### Source extract
━━━━━━━━━━━━━━━━

Deployment Pipeline Chaos Engineering with StackStorm and ChaosToolkit

Chaos Engineering is the practice of experimenting or injecting faults into a system to test how the system responds to the failure (https://principlesofchaos.org). Chaos Engineering is still new for many organizations and can be a daunting practice to adopt at first but even baby steps into the practice can be immediately beneficial.

In this blog post we’ll look at how we can introduce chaos engineering into our deployment pipeline to test the resiliency of our example web application. We’ll be using StackStorm for running our deployment pipeline and integrate it with ChaosToolkit for carrying out the Chaos Engineering. ChaosToolkit is an open source framework written in Python for running chaos engineering experiments.

The code for this blog post can be found in the following Github repos:

Architecture

This example will deploy a web application to AWS using Terraform and include a load balancer that serves traffic to two (2) EC2 instances in an autoscale group (ASG). This architecture should allow for the web application to be accessible even if there was an issue with one of the EC2 instances in the autoscale group. This is a common architectural pattern for deploying highly available  applications but there are various configuration issues that could prevent the application from being available following a failure.

Experiment

Given the architecture in our example what we will test or evaluate is if our website can continue to be accessed if one of the EC2 instances in the autoscale group is terminated.

Configuration:  ChaosToolkit supports passing environment variables to the experiment. In this example we are passing the name of our autoscale group along with the DNS name of the application load balancer.

━━━━━━━━━━━━━━━━

Rewrite the chaos engineering post from "Given the architecture" to "group is terminated.", putting "stopped" in place of "terminated".

### Entries provided
━━━━━━━━━━━━━━━━

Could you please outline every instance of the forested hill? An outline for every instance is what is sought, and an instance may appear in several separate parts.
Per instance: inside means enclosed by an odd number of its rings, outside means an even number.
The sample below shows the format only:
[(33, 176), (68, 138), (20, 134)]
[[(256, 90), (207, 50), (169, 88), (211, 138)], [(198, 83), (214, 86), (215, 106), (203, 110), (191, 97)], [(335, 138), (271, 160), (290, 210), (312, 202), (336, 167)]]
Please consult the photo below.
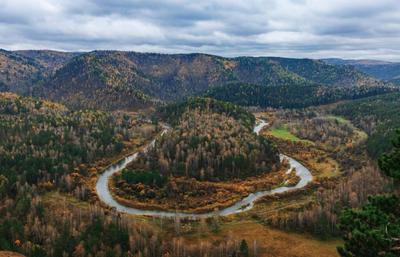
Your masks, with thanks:
[(395, 82), (396, 79), (400, 78), (400, 63), (398, 62), (343, 59), (324, 59), (323, 61), (332, 65), (352, 66), (370, 76), (391, 82)]
[(354, 68), (310, 59), (4, 50), (0, 57), (0, 90), (33, 93), (72, 107), (143, 107), (155, 101), (202, 95), (233, 82), (284, 87), (278, 91), (282, 93), (316, 85), (358, 91), (373, 88), (371, 92), (386, 86)]
[(213, 87), (206, 92), (205, 96), (242, 106), (303, 108), (380, 95), (392, 90), (386, 86), (332, 87), (319, 84), (289, 84), (280, 87), (266, 87), (236, 82)]
[(242, 107), (212, 98), (202, 97), (190, 98), (186, 101), (160, 107), (157, 110), (157, 115), (162, 120), (175, 126), (179, 123), (185, 112), (195, 109), (208, 110), (213, 113), (232, 117), (247, 128), (253, 127), (255, 123), (254, 115), (247, 112)]

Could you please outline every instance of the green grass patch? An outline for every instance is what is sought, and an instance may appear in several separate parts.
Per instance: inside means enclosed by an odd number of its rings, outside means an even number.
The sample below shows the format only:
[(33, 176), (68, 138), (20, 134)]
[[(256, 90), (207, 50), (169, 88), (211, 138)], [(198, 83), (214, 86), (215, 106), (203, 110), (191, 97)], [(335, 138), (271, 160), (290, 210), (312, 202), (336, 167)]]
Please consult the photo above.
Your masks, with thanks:
[(337, 122), (341, 123), (341, 124), (345, 124), (345, 123), (349, 123), (348, 120), (346, 120), (343, 117), (340, 116), (336, 116), (336, 115), (328, 115), (326, 116), (328, 119), (332, 119), (332, 120), (336, 120)]
[(293, 142), (305, 142), (305, 143), (312, 143), (309, 140), (304, 140), (301, 138), (298, 138), (297, 136), (293, 135), (290, 133), (289, 130), (286, 128), (274, 128), (271, 129), (271, 135), (277, 138), (293, 141)]

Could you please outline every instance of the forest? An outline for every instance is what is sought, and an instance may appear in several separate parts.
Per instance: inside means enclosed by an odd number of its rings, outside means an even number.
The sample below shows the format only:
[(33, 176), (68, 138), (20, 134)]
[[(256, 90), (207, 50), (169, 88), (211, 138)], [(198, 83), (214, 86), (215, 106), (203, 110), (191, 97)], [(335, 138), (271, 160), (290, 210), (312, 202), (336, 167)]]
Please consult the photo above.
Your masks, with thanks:
[(242, 106), (274, 108), (304, 108), (329, 104), (339, 100), (351, 100), (391, 92), (393, 88), (332, 87), (320, 84), (281, 84), (270, 87), (260, 84), (229, 83), (206, 92), (207, 97)]
[(368, 133), (367, 147), (372, 158), (391, 149), (400, 124), (400, 94), (392, 93), (343, 103), (333, 111), (350, 119)]
[(278, 151), (270, 142), (213, 108), (185, 112), (147, 159), (150, 168), (162, 174), (200, 180), (244, 178), (279, 165)]

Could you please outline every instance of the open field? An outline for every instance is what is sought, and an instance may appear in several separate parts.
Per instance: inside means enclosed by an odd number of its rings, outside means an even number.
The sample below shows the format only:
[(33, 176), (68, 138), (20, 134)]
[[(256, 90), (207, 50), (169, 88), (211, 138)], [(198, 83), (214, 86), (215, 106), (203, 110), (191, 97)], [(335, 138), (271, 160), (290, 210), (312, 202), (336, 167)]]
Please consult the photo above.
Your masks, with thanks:
[[(43, 201), (51, 208), (68, 208), (72, 205), (79, 208), (89, 208), (89, 204), (82, 203), (74, 197), (65, 194), (50, 192)], [(185, 245), (216, 244), (226, 239), (240, 242), (246, 240), (251, 256), (254, 252), (260, 257), (336, 257), (336, 246), (340, 240), (319, 240), (308, 234), (292, 233), (269, 228), (253, 219), (250, 213), (230, 216), (217, 221), (218, 229), (207, 224), (202, 227), (201, 222), (176, 222), (130, 216), (137, 224), (147, 224), (159, 231), (163, 237), (180, 240)], [(213, 221), (211, 221), (212, 223)], [(177, 226), (179, 228), (177, 228)]]
[(298, 138), (297, 136), (293, 135), (292, 133), (290, 133), (290, 131), (288, 131), (285, 128), (274, 128), (274, 129), (271, 129), (270, 132), (271, 132), (272, 136), (277, 137), (277, 138), (290, 140), (290, 141), (294, 141), (294, 142), (299, 142), (299, 141), (310, 142), (308, 140), (303, 140), (301, 138)]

━━━━━━━━━━━━━━━━

### Solution to the exercise
Given the architecture in our example what we will test or evaluate is if our website can continue to be accessed if one of the EC2 instances in the autoscale group is stopped.